▶ [TASK BRIEF] Copy each record exactly as it reads, leaving out any pictures it holds.

▶ [DATA EXCERPTS]
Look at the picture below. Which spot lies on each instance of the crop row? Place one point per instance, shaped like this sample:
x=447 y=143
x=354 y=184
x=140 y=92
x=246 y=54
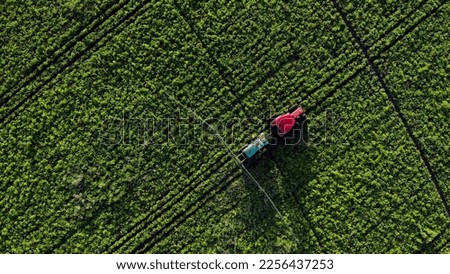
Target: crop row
x=82 y=106
x=75 y=51
x=34 y=31
x=417 y=72
x=113 y=184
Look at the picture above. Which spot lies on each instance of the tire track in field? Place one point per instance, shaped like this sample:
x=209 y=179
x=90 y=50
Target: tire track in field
x=294 y=57
x=433 y=245
x=394 y=101
x=116 y=28
x=63 y=49
x=273 y=72
x=180 y=218
x=160 y=210
x=152 y=217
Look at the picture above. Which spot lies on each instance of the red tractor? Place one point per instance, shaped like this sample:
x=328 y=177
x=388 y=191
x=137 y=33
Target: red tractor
x=281 y=126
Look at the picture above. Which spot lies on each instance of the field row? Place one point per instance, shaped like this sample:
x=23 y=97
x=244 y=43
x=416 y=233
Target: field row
x=92 y=181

▶ [SOLVED EXERCISE]
Look at the picture below. Which spot lies on each instance of the crop row? Place one point per instance, shaped like this sample:
x=447 y=143
x=354 y=184
x=140 y=92
x=246 y=54
Target: crop row
x=82 y=106
x=75 y=51
x=34 y=31
x=417 y=72
x=113 y=184
Look at the picture above. Which spot lies on each instance of the tire track in field? Place one point per instance, shaped like this sample:
x=209 y=179
x=90 y=50
Target: tire track in field
x=294 y=57
x=433 y=245
x=394 y=101
x=116 y=28
x=63 y=49
x=273 y=72
x=180 y=218
x=160 y=210
x=152 y=217
Look at the picture above. Which spot lies on each instance of the red tractor? Place one point per instance, shaped like this sample:
x=328 y=177
x=388 y=191
x=137 y=33
Target: red tractor
x=281 y=126
Look at the picture above. Which spot lies on each instance of the field row? Place one point per instance, shaped like this sample:
x=23 y=97
x=244 y=43
x=416 y=233
Target: field row
x=92 y=181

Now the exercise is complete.